## Exercise description
Extract the part of the Auster Oil & Gas opinion between "CourtU.S. Court of" and "M.G.S. Lake Charles.", inclusive, copying it word for word.

## Extract provided
"""

Auster Oil & Gas, Inc. v. Stream, 86-4584

Decision Date14 January 1988
Docket NumberNo. 86-4584,86-4584
Citation835 F.2d 597
PartiesAUSTER OIL & GAS, INC., Plaintiff-Appellee Cross-Appellant, v. Matilda Gray STREAM, Harold H. Stream, III, M.G.S. Lake Charles, Inc., and Edward M. Carmouche, Defendants-Appellants Cross-Appellees.
CourtU.S. Court of Appeals — Fifth Circuit

David R. Frohn, A.J. Gray, III, Lake Charles, La., for Carmouche.

Drew Ranier, Lake Charles, La., for Matilda Gray Stream, Harold H. Stream, M.G.S. Lake Charles.

William E. Shaddock, Bernard H. McLaughlin, Jr., William B. Monk, Lake Charles, La., for Auster Oil & Gas, Inc.

Appeal from the United States District Court for the Western District of Louisiana.

Before RUBIN, GARZA, and JONES, Circuit Judges:

EDITH H. JONES, Circuit Judge:

For the third time, this action for damages by reason of an unconstitutional search and seizure of property appears before us. A prior panel opinion, Auster Oil & Gas, Inc. v. Stream, 764 F.2d 381 (5th Cir.1985), reversed the dismissal of the plaintiff's complaint for failure to state a claim, and the case was remanded for a trial on the merits. At trial, the jury exonerated the defendant state trooper on the grounds of qualified immunity but found that defendants Matilda Gray Stream ("Mrs. Stream"), Harold H. "Spook" Stream ("Spook Stream"), M.G.S. Lake Charles, Inc. ("M.G.S."), and their attorney Edward M. Carmouche ("Carmouche") had violated the fourth amendment rights of Auster Oil & Gas, Inc. ("Auster"). The jury awarded Auster $250,000 actual and a total of $5,000,000 punitive damages. The district court remitted $4,350,000 of the punitive damages, and awarded Auster over $300,000 in attorneys' fees and expenses pursuant to 42 U.S.C. Sec. 1988. The Streams, M.G.S., and Carmouche now appeal from the judgment of the district court, and Auster cross-appeals certain aspects of the award of attorneys' fees. We reverse and render in part, remand for a new trial on damages and affirm in part.

"""

## Information shown
"""

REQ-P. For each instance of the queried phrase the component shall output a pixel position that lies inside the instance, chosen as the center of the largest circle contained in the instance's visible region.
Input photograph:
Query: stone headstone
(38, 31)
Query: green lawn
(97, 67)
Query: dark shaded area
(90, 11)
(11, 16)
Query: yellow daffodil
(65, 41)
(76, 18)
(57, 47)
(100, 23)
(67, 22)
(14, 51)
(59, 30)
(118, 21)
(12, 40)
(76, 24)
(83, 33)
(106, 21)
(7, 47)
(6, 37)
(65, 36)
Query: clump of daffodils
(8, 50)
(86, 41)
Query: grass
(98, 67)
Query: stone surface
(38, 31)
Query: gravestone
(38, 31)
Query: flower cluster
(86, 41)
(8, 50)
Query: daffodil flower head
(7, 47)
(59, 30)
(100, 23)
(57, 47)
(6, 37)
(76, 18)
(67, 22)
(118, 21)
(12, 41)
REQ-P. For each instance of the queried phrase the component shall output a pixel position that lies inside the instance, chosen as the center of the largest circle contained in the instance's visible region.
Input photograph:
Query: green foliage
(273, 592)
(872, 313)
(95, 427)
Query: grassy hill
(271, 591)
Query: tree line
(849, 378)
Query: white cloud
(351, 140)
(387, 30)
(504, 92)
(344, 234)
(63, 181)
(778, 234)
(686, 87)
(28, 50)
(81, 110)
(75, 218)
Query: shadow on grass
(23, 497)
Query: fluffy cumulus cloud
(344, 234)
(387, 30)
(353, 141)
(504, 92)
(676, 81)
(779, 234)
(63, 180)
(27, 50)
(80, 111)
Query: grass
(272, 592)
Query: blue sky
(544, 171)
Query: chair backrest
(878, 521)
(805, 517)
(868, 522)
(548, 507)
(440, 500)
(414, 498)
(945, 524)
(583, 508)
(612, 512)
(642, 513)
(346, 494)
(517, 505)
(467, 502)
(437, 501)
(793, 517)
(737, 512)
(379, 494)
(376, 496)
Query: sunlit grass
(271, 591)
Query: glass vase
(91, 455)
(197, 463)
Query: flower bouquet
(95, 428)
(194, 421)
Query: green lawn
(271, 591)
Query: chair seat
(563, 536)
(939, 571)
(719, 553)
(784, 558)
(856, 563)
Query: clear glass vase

"""

## Right answer
CourtU.S. Court of Appeals — Fifth Circuit

David R. Frohn, A.J. Gray, III, Lake Charles, La., for Carmouche.

Drew Ranier, Lake Charles, La., for Matilda Gray Stream, Harold H. Stream, M.G.S. Lake Charles.